• _EXERCISE AIM_:
In the entries that follow, copy exactly each line from the first through the line with "notation: point(152, 219).".

--- THE RECORDS ---

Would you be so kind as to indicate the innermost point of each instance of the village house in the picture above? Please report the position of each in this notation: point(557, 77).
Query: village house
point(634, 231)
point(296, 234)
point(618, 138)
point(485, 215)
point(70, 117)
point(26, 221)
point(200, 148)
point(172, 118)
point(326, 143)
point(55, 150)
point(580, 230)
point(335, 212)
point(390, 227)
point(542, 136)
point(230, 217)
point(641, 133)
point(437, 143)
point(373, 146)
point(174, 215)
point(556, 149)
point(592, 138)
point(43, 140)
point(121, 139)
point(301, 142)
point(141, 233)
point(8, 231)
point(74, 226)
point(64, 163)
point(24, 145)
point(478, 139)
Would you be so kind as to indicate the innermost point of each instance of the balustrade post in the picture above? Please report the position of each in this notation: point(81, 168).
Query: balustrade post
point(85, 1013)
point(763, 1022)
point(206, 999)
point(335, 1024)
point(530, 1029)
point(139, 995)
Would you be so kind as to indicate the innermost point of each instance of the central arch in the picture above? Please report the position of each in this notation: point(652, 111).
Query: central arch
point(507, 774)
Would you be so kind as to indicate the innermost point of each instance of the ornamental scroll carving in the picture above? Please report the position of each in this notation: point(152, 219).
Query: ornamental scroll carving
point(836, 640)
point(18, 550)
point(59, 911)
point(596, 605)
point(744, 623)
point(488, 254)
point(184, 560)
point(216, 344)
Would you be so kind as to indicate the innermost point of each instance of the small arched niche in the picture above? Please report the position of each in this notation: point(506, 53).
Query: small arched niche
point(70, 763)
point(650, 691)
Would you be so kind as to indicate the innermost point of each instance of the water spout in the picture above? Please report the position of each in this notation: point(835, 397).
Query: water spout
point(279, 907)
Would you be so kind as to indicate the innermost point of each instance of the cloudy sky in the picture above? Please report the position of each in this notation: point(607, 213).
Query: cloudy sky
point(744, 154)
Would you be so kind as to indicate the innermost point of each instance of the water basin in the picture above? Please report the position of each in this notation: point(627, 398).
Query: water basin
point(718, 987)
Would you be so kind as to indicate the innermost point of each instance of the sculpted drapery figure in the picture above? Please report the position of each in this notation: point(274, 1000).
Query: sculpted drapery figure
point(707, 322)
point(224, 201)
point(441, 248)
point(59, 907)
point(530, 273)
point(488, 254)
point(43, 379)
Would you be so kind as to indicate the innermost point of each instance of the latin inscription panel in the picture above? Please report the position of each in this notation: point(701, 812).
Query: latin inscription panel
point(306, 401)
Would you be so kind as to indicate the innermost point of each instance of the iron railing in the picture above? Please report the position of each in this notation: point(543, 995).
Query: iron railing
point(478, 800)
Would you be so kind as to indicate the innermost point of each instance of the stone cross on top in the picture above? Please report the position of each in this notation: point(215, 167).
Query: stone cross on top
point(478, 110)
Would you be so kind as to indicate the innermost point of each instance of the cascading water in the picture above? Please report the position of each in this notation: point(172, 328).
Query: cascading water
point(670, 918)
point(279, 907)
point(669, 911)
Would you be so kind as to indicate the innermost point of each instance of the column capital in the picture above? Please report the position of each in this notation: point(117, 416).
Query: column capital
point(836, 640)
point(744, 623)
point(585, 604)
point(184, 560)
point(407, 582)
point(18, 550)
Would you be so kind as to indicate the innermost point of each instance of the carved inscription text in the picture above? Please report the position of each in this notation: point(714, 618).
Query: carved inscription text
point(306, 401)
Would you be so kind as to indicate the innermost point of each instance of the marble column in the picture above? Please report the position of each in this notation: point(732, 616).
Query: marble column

---

• _SOLVED EXERCISE_:
Would you be so kind as to indicate the innermost point of each instance of the village house in the picture above? Please report the position of each in this notation: point(557, 77).
Query: village house
point(634, 231)
point(296, 234)
point(618, 138)
point(485, 215)
point(70, 117)
point(26, 221)
point(200, 148)
point(172, 118)
point(326, 143)
point(55, 150)
point(580, 230)
point(335, 212)
point(390, 227)
point(542, 136)
point(230, 217)
point(641, 133)
point(437, 143)
point(373, 146)
point(174, 215)
point(556, 149)
point(592, 138)
point(43, 140)
point(121, 139)
point(301, 142)
point(141, 233)
point(8, 231)
point(74, 226)
point(64, 163)
point(24, 145)
point(478, 139)
Would you be so kind as to indicate the innermost point of each instance of the balustrade post in the picture above? Please report the position of each in this notation: point(81, 168).
Query: balustrade post
point(85, 1013)
point(763, 1022)
point(206, 999)
point(335, 1024)
point(530, 1029)
point(139, 995)
Would you be so kind as to indicate the innermost point of each instance of the central arch in the picture above? Please report the position of each in this notation: point(652, 111).
Query: central arch
point(507, 774)
Would you be so kind as to indicate the innermost point of each instance of the ornamental scroll carving in the picture above? Please report the position of each in this notation: point(152, 219).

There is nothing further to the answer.